Material to process:

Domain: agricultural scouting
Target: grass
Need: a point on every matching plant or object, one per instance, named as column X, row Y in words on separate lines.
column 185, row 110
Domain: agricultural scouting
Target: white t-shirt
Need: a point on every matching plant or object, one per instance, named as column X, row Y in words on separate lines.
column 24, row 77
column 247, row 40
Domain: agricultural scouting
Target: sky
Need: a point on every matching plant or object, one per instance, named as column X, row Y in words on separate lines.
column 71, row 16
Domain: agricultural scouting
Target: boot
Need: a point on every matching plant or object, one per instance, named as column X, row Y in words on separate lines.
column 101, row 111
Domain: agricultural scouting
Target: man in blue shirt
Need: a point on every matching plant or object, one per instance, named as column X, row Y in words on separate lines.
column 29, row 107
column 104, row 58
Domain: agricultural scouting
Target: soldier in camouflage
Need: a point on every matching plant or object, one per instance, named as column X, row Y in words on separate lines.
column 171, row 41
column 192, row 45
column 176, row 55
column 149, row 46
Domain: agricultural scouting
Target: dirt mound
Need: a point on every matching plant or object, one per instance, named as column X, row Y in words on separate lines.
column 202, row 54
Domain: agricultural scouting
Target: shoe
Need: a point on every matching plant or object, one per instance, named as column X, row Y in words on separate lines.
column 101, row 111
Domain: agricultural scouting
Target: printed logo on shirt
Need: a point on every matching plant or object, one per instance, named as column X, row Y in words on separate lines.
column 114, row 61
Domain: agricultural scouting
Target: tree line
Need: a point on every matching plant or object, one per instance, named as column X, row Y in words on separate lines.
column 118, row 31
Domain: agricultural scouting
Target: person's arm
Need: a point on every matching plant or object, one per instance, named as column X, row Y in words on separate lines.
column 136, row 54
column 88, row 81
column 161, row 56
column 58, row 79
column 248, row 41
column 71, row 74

Task requirements: Reproduce all of the material above, line for line, without changing a single character.

Reply:
Domain: agricultural scouting
Target: grass
Need: a point on every matching plant or object, one per instance, named as column X, row Y in words on separate lines.
column 185, row 110
Domain: agricultural scouting
Target: white t-shirt
Need: a point on every matching plant or object, one per instance, named as column X, row Y in words on separate lines.
column 24, row 77
column 247, row 40
Domain: agricultural scouting
Target: sky
Need: a point on every matching plant or object, one per instance, named as column X, row Y in words on separate lines.
column 71, row 16
Domain: agricultural scouting
Target: boot
Need: a point on every matching plant or object, one per instance, named as column X, row Y in words on separate lines.
column 101, row 111
Domain: agricultural scouting
Target: man in blue shirt
Need: a point on every matching plant or object, one per instance, named as column X, row Y in words on separate lines.
column 29, row 107
column 104, row 58
Domain: agricultural scouting
Target: soldier in camouflage
Need: a point on every matching plant or object, one per instance, named as column X, row Y in words on separate lines.
column 171, row 41
column 192, row 45
column 176, row 55
column 149, row 46
Domain: agricultural scouting
Target: dirt mound
Need: a point on every matching plant or object, one per instance, named as column X, row Y in words on separate lines.
column 202, row 54
Domain: agricultural scouting
Target: shoe
Need: a point on every matching plant or object, one per instance, named as column X, row Y in words on separate lines.
column 101, row 111
Domain: agricultural scouting
Target: printed logo on shirt
Need: a point on every matching plant or object, one per instance, named as column X, row Y in words on separate lines.
column 114, row 61
Domain: agricultural scouting
Target: tree line
Need: a point on every matching plant or object, one per instance, named as column X, row Y in words on separate lines.
column 118, row 31
Domain: agricultural scouting
Target: person's arm
Need: a point on every matching plant or object, one per instance, named as column X, row Y in words on separate lines.
column 136, row 54
column 88, row 81
column 161, row 56
column 58, row 79
column 248, row 41
column 71, row 74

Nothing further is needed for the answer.